### EXERCISE TEXT
+===+

Green Lights by Kyle Muntz

tumblr_inline_mx2ddvugfB1r6esemGreen Lights
by Kyle Muntz
Civil Coping Mechanisms, May 2014
108 pages / $13.95  Buy from Amazon

 

 

 

 

 

 

 

In Kyle Muntz’s Green Lights, we’re exposed to wavelengths as beams of prose, an unnamed narrator whose world is flooded in the disparate hues of existence. There’s a meditative quality throughout, a detachment borne of Kafkaesque inquiry and a yearning for communication that teeters on the fiat lux’s of every day creation. Not just through visible light, but the invisible nanometers that escape normal sight. “I want to talk about color,” the book begins, and the colors of the spectrum quickly become a metaphor for revelation and metamorphosis. The characters, from the moon turned into a woman, to an old man embodying evil, become symbolic accoutrements for the journey which turns out to be an excursion to another dimension. Elements of the fantastic shine as in the “Blue” chapter when the whole neighborhood is covered in noirish film shades that masquerade as night, and then, “The world froze… Ice had taken over the world.” Winter isn’t just the congealing of the veins and muscles, but a coat of futility wrapped around his routine actions. “After much effort, I thawed my room. I’m not proud of the things I did to accomplish this,” he confesses, then further reveals, “I got a job carrying a flamethrower around the neighborhood, melting people. My coworkers treated me like shit.” The frost of survival is just as bleak as the cold treatment of his colleagues and the blending of colors weaves the conflagration of pain with the inferno of transformation.

+===+

### DATASET EXCERPTS

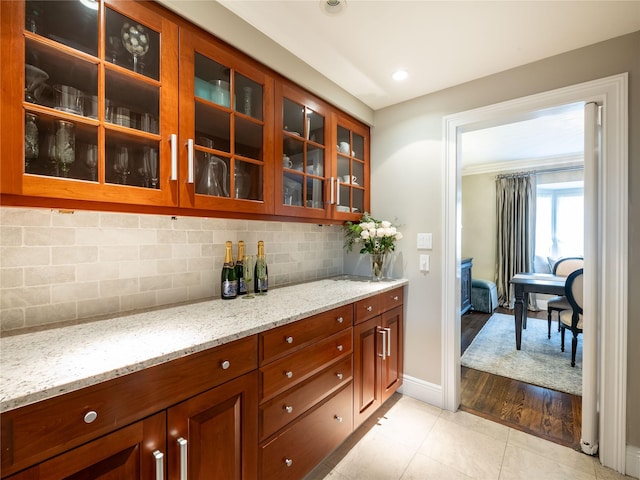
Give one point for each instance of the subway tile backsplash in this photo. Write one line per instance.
(63, 266)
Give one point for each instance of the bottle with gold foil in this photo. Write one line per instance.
(242, 285)
(228, 281)
(261, 272)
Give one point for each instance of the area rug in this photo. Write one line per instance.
(539, 362)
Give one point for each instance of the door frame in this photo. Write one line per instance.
(610, 369)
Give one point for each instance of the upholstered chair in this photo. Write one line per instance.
(572, 319)
(562, 268)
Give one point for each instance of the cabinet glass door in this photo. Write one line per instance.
(223, 106)
(96, 84)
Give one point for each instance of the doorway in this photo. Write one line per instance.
(604, 378)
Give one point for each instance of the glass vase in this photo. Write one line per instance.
(377, 266)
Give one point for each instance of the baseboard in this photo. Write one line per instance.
(633, 461)
(421, 390)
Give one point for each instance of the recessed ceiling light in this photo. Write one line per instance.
(333, 7)
(399, 75)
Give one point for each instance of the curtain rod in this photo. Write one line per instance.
(541, 172)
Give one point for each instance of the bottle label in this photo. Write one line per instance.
(229, 288)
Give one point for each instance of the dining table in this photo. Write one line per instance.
(526, 283)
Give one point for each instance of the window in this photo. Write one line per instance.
(560, 220)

+===+

### PROBLEMS AND TASKS
- A) Answer these questions from the review of Green Lights, one per line:
(i) Which publisher is listed for the book, and in what month and year?
(ii) With what sentence does the book begin?
(iii) What job does the narrator say he got?
- B) Carry on the review of Green Lights from its last sentence.
The data stands apart from the text and is separate material.

### ANSWERS FOR THE TASKS
- A)
(i) Civil Coping Mechanisms, May 2014.
(ii) "I want to talk about color."
(iii) Carrying a flamethrower around the neighborhood, melting people.

- B)
There’s a melodic beat to Muntz’s writing, terse descriptions of events interspersed with sudden bursts of graphic visuals, often macabre in its evocations. It’s a delicate balance, but one he masterfully navigates, exploiting minimalism to maximize emotional defibrillations, injecting the grotesque to animate the mundane:

“One time when I was walking in the darkness, I stumbled over something, and it was him, sprawled on the ground, unable to move. He didn’t have eyes anymore. Maggots crawled amidst the remnants of his skin, fibrous muscles like totted spaghetti. Worms fucked his intestines. Beetles were chewing his brains.”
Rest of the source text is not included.